━━ PROVIDED DATA ━━

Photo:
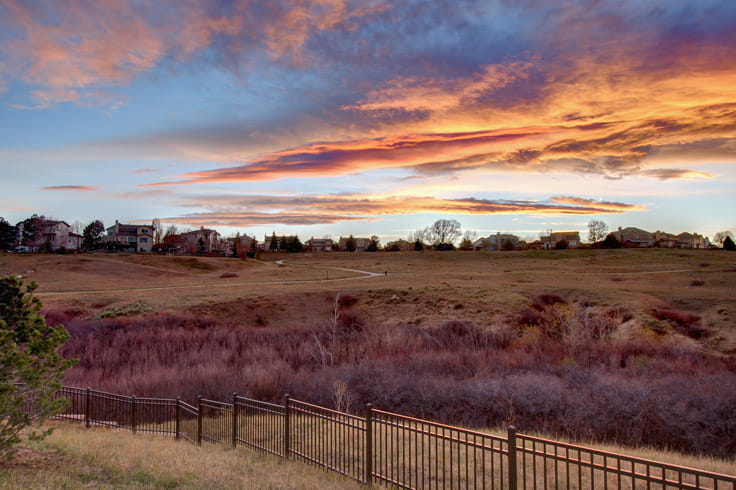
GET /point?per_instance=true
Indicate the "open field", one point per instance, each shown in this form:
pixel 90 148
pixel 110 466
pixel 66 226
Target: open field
pixel 635 347
pixel 421 288
pixel 73 457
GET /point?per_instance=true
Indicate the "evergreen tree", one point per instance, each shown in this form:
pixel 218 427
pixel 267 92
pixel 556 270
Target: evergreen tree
pixel 350 244
pixel 274 245
pixel 373 245
pixel 8 234
pixel 93 235
pixel 31 370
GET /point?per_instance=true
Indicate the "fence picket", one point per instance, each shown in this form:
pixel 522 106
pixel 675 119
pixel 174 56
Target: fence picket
pixel 385 448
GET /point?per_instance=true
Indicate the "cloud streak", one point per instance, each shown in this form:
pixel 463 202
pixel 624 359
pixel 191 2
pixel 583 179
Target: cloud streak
pixel 75 188
pixel 309 210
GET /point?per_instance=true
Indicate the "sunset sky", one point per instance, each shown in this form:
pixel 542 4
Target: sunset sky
pixel 337 117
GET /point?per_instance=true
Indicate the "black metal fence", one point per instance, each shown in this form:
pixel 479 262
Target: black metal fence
pixel 385 448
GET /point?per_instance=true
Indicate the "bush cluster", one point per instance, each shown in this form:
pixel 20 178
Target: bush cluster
pixel 558 367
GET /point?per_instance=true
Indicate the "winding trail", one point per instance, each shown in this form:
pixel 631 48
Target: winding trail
pixel 361 275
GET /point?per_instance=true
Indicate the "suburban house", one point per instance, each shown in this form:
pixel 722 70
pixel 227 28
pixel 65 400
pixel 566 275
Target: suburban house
pixel 361 244
pixel 400 246
pixel 499 241
pixel 692 240
pixel 634 238
pixel 320 244
pixel 50 235
pixel 664 240
pixel 266 245
pixel 134 238
pixel 572 238
pixel 203 240
pixel 243 246
pixel 74 242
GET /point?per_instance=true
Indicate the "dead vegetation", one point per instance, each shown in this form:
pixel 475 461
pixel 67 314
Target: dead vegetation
pixel 552 341
pixel 567 367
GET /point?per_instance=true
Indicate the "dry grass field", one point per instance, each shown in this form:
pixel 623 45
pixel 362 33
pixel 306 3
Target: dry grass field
pixel 635 347
pixel 425 288
pixel 73 458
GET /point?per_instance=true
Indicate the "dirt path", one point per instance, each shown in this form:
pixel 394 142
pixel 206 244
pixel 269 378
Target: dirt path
pixel 361 275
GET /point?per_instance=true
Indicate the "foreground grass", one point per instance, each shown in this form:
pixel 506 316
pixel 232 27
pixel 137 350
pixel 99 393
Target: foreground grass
pixel 73 457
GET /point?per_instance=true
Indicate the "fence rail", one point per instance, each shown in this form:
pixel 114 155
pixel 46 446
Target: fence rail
pixel 384 448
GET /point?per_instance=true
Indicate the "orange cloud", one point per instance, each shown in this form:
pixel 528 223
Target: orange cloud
pixel 308 210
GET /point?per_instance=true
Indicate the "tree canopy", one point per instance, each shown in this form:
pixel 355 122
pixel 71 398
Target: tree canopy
pixel 93 235
pixel 31 369
pixel 597 230
pixel 8 234
pixel 728 244
pixel 443 233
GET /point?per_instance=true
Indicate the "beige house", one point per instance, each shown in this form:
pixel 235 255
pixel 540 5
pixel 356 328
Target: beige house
pixel 550 241
pixel 361 244
pixel 400 246
pixel 635 238
pixel 53 235
pixel 210 241
pixel 320 244
pixel 496 242
pixel 135 238
pixel 243 246
pixel 692 240
pixel 664 240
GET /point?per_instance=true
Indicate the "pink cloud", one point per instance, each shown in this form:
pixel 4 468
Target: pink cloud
pixel 77 188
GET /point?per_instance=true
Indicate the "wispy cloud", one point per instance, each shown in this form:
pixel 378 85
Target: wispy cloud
pixel 75 188
pixel 308 210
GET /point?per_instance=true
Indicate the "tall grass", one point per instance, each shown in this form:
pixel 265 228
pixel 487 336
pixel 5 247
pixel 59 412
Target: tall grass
pixel 576 370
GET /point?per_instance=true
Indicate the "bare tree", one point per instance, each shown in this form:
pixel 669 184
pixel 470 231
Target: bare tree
pixel 597 230
pixel 158 232
pixel 443 232
pixel 171 230
pixel 77 227
pixel 468 239
pixel 721 236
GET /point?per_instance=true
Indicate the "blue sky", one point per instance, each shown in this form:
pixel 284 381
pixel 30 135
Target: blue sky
pixel 336 117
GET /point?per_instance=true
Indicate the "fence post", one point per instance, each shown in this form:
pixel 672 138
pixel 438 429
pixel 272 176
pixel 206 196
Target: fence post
pixel 199 420
pixel 235 419
pixel 287 426
pixel 177 427
pixel 513 480
pixel 132 413
pixel 368 443
pixel 87 407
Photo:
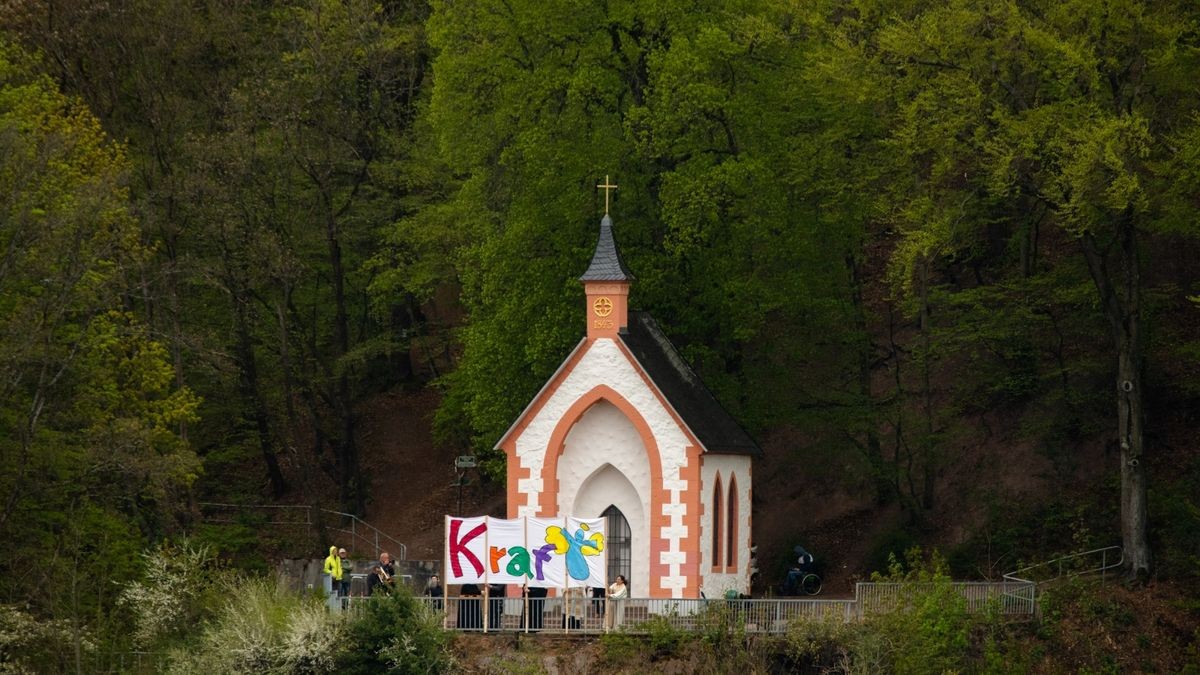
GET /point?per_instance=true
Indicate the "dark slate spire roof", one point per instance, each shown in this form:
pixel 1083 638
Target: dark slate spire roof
pixel 713 426
pixel 606 263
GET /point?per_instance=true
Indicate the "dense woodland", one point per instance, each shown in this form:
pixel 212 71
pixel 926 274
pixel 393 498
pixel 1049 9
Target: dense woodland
pixel 226 223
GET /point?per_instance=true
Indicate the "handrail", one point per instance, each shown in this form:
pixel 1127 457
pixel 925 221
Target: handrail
pixel 359 527
pixel 1020 574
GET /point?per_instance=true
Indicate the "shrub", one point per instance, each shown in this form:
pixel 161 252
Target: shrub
pixel 619 649
pixel 930 629
pixel 394 633
pixel 31 645
pixel 263 627
pixel 175 592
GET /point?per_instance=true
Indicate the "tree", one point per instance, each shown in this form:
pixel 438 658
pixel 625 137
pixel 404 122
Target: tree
pixel 1019 117
pixel 90 457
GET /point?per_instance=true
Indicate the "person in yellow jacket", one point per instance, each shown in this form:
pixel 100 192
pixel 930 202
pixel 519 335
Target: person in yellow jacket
pixel 334 572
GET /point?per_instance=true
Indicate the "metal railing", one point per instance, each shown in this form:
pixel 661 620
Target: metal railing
pixel 359 531
pixel 586 615
pixel 1014 597
pixel 1074 565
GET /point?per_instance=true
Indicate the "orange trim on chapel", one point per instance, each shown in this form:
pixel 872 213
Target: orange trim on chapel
pixel 549 503
pixel 731 526
pixel 718 514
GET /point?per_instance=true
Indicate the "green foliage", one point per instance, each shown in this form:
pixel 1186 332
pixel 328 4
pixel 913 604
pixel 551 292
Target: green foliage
pixel 394 633
pixel 93 460
pixel 29 644
pixel 262 627
pixel 930 629
pixel 619 649
pixel 177 590
pixel 663 635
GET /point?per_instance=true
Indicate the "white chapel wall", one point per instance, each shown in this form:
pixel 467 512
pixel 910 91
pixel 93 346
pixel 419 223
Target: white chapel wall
pixel 717 583
pixel 605 464
pixel 604 363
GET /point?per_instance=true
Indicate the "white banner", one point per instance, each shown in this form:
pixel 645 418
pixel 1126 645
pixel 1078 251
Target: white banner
pixel 552 553
pixel 466 550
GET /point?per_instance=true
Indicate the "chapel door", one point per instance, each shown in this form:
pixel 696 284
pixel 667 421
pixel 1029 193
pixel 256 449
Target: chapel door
pixel 621 547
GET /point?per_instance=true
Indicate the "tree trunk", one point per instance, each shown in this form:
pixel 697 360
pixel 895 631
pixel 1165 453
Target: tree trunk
pixel 353 496
pixel 874 448
pixel 928 465
pixel 247 383
pixel 1121 299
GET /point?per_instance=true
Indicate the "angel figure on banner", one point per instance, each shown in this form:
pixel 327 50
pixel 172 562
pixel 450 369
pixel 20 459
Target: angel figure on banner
pixel 576 547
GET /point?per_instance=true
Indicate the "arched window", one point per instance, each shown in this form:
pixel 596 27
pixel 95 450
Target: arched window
pixel 717 523
pixel 619 544
pixel 731 527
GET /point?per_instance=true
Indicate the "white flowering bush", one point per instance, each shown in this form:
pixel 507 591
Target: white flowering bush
pixel 262 627
pixel 33 645
pixel 172 596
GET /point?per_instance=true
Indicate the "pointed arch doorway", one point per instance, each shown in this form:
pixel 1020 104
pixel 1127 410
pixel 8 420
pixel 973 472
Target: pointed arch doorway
pixel 621 544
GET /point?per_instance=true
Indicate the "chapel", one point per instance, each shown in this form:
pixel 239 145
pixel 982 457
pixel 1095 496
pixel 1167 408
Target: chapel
pixel 625 430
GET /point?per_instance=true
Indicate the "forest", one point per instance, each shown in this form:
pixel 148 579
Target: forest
pixel 891 232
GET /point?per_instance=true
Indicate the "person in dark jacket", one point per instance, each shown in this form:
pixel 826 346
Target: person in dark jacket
pixel 433 589
pixel 469 615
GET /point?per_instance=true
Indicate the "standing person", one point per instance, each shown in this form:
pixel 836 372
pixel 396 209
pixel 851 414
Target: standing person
pixel 377 579
pixel 433 590
pixel 617 593
pixel 389 567
pixel 347 569
pixel 333 572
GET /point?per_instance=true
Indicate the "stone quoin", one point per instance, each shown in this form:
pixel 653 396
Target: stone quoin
pixel 627 430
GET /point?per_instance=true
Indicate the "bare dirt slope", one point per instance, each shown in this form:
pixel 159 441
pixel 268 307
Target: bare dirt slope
pixel 412 479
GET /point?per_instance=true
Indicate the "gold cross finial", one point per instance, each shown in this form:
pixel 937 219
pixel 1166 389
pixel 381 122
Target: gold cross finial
pixel 606 187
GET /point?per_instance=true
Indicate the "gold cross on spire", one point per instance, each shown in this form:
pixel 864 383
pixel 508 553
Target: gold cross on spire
pixel 606 189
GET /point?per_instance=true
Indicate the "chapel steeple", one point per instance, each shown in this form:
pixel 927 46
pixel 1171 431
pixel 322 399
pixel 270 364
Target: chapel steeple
pixel 606 281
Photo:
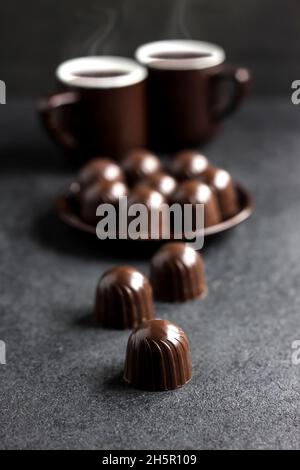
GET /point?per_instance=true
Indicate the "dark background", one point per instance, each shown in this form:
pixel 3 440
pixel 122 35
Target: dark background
pixel 36 35
pixel 62 385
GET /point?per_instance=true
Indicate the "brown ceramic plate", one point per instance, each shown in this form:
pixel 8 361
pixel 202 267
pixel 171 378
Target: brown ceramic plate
pixel 67 212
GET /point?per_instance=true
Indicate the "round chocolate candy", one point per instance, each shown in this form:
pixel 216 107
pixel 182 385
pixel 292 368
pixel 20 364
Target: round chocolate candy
pixel 99 193
pixel 161 182
pixel 140 163
pixel 158 357
pixel 189 164
pixel 224 187
pixel 177 273
pixel 100 169
pixel 151 226
pixel 123 299
pixel 196 192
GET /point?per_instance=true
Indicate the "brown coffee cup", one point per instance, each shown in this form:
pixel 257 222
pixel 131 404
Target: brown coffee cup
pixel 186 93
pixel 102 108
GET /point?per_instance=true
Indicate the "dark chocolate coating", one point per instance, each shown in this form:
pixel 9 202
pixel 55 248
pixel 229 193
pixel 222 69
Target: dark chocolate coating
pixel 196 192
pixel 140 163
pixel 177 273
pixel 123 299
pixel 224 187
pixel 189 164
pixel 153 201
pixel 98 193
pixel 100 169
pixel 161 182
pixel 158 357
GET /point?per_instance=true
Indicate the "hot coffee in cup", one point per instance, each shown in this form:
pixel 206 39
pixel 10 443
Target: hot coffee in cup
pixel 186 99
pixel 102 110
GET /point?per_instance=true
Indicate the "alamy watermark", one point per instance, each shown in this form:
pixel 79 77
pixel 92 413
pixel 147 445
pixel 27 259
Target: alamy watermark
pixel 2 353
pixel 157 222
pixel 2 92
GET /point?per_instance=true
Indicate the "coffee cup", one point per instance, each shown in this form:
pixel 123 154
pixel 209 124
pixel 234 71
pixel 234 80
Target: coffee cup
pixel 188 91
pixel 101 108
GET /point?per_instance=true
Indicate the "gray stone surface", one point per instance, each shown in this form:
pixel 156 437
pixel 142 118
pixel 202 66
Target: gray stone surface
pixel 62 387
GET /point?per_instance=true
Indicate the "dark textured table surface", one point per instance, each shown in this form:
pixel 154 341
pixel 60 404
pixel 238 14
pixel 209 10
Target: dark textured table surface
pixel 62 387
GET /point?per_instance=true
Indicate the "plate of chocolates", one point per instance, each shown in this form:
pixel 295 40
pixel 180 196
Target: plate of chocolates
pixel 189 179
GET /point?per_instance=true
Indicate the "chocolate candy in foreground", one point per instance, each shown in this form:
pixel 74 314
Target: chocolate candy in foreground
pixel 224 187
pixel 189 164
pixel 196 192
pixel 177 273
pixel 139 164
pixel 158 357
pixel 123 299
pixel 99 193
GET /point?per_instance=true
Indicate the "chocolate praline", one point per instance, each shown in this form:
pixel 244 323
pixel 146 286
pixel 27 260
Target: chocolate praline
pixel 99 193
pixel 140 163
pixel 161 182
pixel 123 299
pixel 100 169
pixel 196 192
pixel 153 202
pixel 158 357
pixel 189 164
pixel 222 183
pixel 177 273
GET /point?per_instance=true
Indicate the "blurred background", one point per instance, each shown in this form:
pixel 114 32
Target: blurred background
pixel 36 35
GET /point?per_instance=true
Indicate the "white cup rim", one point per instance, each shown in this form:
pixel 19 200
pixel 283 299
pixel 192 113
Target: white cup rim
pixel 216 55
pixel 134 72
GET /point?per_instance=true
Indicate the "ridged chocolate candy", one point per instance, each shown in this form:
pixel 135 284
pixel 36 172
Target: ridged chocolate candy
pixel 99 193
pixel 189 164
pixel 123 299
pixel 161 182
pixel 223 184
pixel 158 357
pixel 140 163
pixel 196 192
pixel 177 273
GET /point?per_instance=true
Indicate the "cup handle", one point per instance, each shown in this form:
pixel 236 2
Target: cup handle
pixel 239 78
pixel 48 108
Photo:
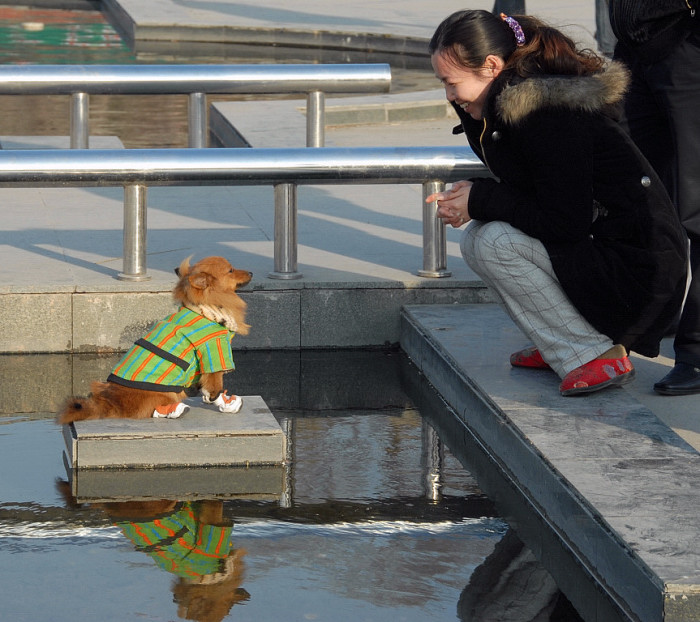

━━━

Rewrite the data from its beginning through the line holding "pixel 567 367", inclusive, with "Target" changed to "Label" everywhere and all else the same. Omit the pictures from the answer.

Photo:
GET /point?per_instance=true
Indicate the "open field", one point per instance, each shown in this form:
pixel 90 148
pixel 110 466
pixel 66 226
Label: open field
pixel 635 347
pixel 421 288
pixel 73 457
GET /point?per_instance=true
Indicate the "evergreen tree", one point per instance, each shown in this form:
pixel 218 427
pixel 267 92
pixel 556 270
Label: evergreen tree
pixel 350 244
pixel 274 245
pixel 373 245
pixel 8 234
pixel 93 235
pixel 31 370
GET /point?per_instance=true
Indicate the "fence picket", one point per instance, each shown in this form:
pixel 522 106
pixel 675 119
pixel 174 56
Label: fence picket
pixel 385 448
GET /point?per_instance=true
Indicate the "cloud streak", one point per instance, each shown in this form:
pixel 463 202
pixel 624 359
pixel 191 2
pixel 583 179
Label: cloud streak
pixel 75 188
pixel 309 210
GET /point?per_instance=true
Indicate the "sunset sky", one point per instance, each shown in this form:
pixel 542 4
Label: sunset sky
pixel 337 117
GET /point?per_instance=true
Indicate the "black metal fence", one point per instance, each shown in this form:
pixel 479 262
Label: black metal fence
pixel 385 448
GET /point?per_instance=true
Indicate the "bush cluster", one point per instance, each shown in this form:
pixel 20 178
Label: bush cluster
pixel 558 367
GET /point?per_instance=true
Indicate the "winding trail", one point per instance, each shown in this form:
pixel 631 48
Label: winding trail
pixel 361 275
GET /point?per_instance=true
Indicate the "suburban house", one point per instance, each shown in this form:
pixel 722 70
pixel 227 28
pixel 65 400
pixel 566 275
Label: suburban house
pixel 361 244
pixel 400 246
pixel 499 241
pixel 692 240
pixel 634 238
pixel 320 244
pixel 50 235
pixel 664 240
pixel 266 245
pixel 134 238
pixel 572 238
pixel 203 240
pixel 243 246
pixel 74 242
GET /point?per_instance=true
Indicate the "dead vegetation", one point per instance, each shown in this form:
pixel 475 461
pixel 67 314
Label: dead vegetation
pixel 552 341
pixel 567 367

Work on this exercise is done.